[Entries from a labeling collection]
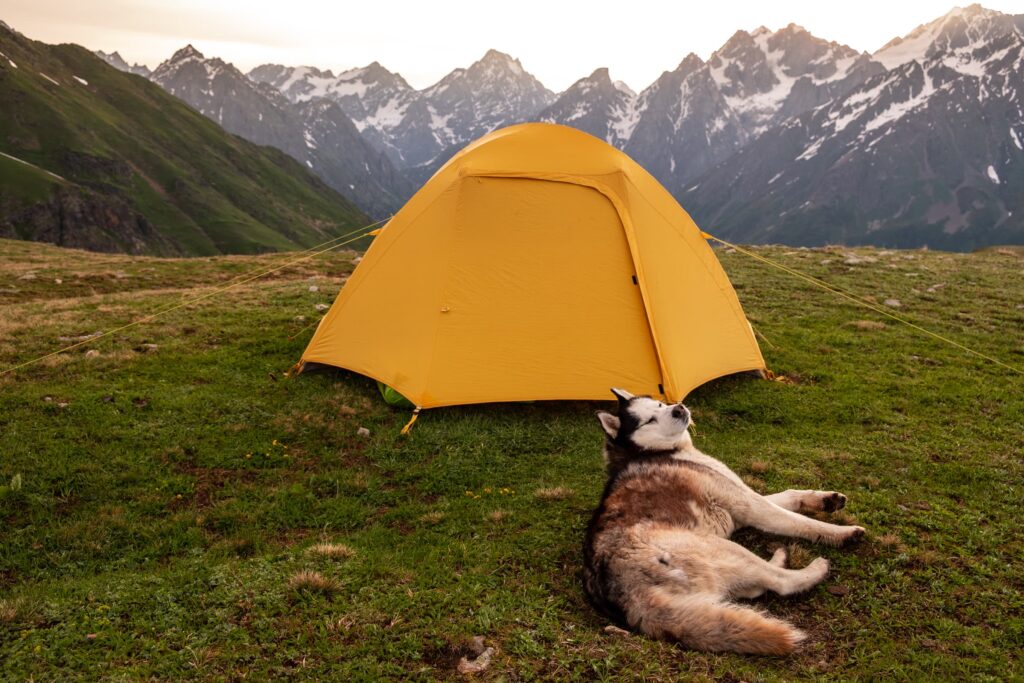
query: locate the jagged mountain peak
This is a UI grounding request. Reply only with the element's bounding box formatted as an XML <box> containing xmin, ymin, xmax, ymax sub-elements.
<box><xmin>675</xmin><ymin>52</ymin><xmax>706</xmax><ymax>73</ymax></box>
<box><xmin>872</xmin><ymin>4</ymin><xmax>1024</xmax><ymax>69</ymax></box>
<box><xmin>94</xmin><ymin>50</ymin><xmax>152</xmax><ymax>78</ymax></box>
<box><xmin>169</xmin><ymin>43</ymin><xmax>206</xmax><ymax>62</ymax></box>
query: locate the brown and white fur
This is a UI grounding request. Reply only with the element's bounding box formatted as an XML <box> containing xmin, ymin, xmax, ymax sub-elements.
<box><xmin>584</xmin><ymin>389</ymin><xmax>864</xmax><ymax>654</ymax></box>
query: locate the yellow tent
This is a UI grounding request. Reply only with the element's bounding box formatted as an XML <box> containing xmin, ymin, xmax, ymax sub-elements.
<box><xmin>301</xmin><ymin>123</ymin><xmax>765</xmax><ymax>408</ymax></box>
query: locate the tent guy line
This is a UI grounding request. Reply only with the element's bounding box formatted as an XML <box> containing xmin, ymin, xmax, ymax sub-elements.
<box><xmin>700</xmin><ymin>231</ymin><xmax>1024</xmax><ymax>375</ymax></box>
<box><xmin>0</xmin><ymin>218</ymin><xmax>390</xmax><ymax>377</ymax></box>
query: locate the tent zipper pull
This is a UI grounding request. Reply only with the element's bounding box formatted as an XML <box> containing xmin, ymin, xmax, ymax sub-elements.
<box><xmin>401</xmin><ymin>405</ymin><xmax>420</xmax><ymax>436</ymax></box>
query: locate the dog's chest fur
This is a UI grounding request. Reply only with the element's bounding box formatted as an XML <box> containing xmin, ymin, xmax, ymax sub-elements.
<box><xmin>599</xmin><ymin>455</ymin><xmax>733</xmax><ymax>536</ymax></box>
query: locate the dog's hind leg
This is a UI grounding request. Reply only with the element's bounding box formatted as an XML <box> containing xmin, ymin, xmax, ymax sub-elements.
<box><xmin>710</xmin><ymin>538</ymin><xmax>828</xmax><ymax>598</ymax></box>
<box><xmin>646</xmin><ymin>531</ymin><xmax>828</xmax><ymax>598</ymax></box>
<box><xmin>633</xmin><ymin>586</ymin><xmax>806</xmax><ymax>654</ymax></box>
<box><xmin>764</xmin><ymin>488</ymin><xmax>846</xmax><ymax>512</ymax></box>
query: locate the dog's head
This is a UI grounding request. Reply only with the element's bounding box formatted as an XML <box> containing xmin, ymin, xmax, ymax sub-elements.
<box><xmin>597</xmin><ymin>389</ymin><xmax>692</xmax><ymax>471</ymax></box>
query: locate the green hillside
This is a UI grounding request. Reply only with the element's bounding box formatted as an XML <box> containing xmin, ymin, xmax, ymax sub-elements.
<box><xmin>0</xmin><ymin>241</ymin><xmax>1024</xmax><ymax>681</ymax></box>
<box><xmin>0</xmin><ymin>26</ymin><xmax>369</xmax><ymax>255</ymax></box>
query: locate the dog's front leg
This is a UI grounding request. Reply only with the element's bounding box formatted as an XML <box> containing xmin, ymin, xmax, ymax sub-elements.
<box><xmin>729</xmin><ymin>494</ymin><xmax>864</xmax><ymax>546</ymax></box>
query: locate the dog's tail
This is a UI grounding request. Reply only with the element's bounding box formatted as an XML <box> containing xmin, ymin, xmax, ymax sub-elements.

What to do
Replace "locate" with "find" throughout all the entries above and write them out again, leaving everything else unchanged. Leave the pictures out of your answer.

Full solution
query: find the jagged mountain peak
This is a UI grounding request. Reply only with the element's bounding box formatted as an XML <box> containing xmin, ymin, xmax, ymax sub-elements.
<box><xmin>675</xmin><ymin>52</ymin><xmax>706</xmax><ymax>73</ymax></box>
<box><xmin>872</xmin><ymin>4</ymin><xmax>1024</xmax><ymax>69</ymax></box>
<box><xmin>94</xmin><ymin>50</ymin><xmax>152</xmax><ymax>78</ymax></box>
<box><xmin>169</xmin><ymin>43</ymin><xmax>206</xmax><ymax>62</ymax></box>
query: find the brown and white fur
This is a UI grounding request. Reply only with the element's bounding box formatted as an XML <box> containing xmin, ymin, xmax, ymax sub-elements.
<box><xmin>584</xmin><ymin>389</ymin><xmax>864</xmax><ymax>654</ymax></box>
query: find the yellow tent
This is a UI grounding request. Reply only with the element's bounding box formatted as an XML <box> containing xmin, ymin, xmax, ymax sub-elements.
<box><xmin>301</xmin><ymin>123</ymin><xmax>765</xmax><ymax>408</ymax></box>
query: find the tent guy line
This is a UI grounding request. Reply only with the element's bounding box formatted as an XML <box> containing xmin, ymin, xmax, ymax sub-elements.
<box><xmin>700</xmin><ymin>231</ymin><xmax>1024</xmax><ymax>375</ymax></box>
<box><xmin>0</xmin><ymin>218</ymin><xmax>390</xmax><ymax>377</ymax></box>
query: find the tent zipper pull
This is a UI grounding request. Reply only with the element's bounding box formatted as an XML <box> containing xmin, ymin, xmax, ymax sub-elements.
<box><xmin>401</xmin><ymin>405</ymin><xmax>420</xmax><ymax>436</ymax></box>
query: find the dog's chest fur
This is a UI grounding request. Reply only with the element's bounding box formatted as an XML <box> containing xmin, ymin, xmax, ymax sub-elements.
<box><xmin>599</xmin><ymin>455</ymin><xmax>733</xmax><ymax>536</ymax></box>
query: find the dog's hind leg
This is a UI grounding request. Reply only with the element's bounding box formatted as an XML <box> containing xmin, ymin, xmax, ymax sub-elements.
<box><xmin>710</xmin><ymin>538</ymin><xmax>828</xmax><ymax>598</ymax></box>
<box><xmin>646</xmin><ymin>531</ymin><xmax>828</xmax><ymax>598</ymax></box>
<box><xmin>633</xmin><ymin>586</ymin><xmax>806</xmax><ymax>654</ymax></box>
<box><xmin>764</xmin><ymin>488</ymin><xmax>846</xmax><ymax>512</ymax></box>
query: find the dog's head
This is a UI grounding request. Reply only with the element's bounding box formatted as an XML <box> containing xmin, ymin, xmax, ymax sub-elements.
<box><xmin>597</xmin><ymin>389</ymin><xmax>692</xmax><ymax>471</ymax></box>
query: find the green hillside
This is a UI grounding request. Reply only with the element's bounding box formatted as an XML <box> containing xmin, ymin, xmax, ymax sub-elements.
<box><xmin>0</xmin><ymin>241</ymin><xmax>1024</xmax><ymax>681</ymax></box>
<box><xmin>0</xmin><ymin>26</ymin><xmax>369</xmax><ymax>255</ymax></box>
query: find the dog's front leg
This is a UI grounding request. Reply only with the element's bounding box formatted as an XML <box> containing xmin, ymin, xmax, ymax sub-elements.
<box><xmin>729</xmin><ymin>494</ymin><xmax>864</xmax><ymax>546</ymax></box>
query: find the dog's tail
This is a UI grounding request. Reply only with the element's bounding box formatted as an XML <box> containing xmin, ymin, xmax, ymax sub-elements.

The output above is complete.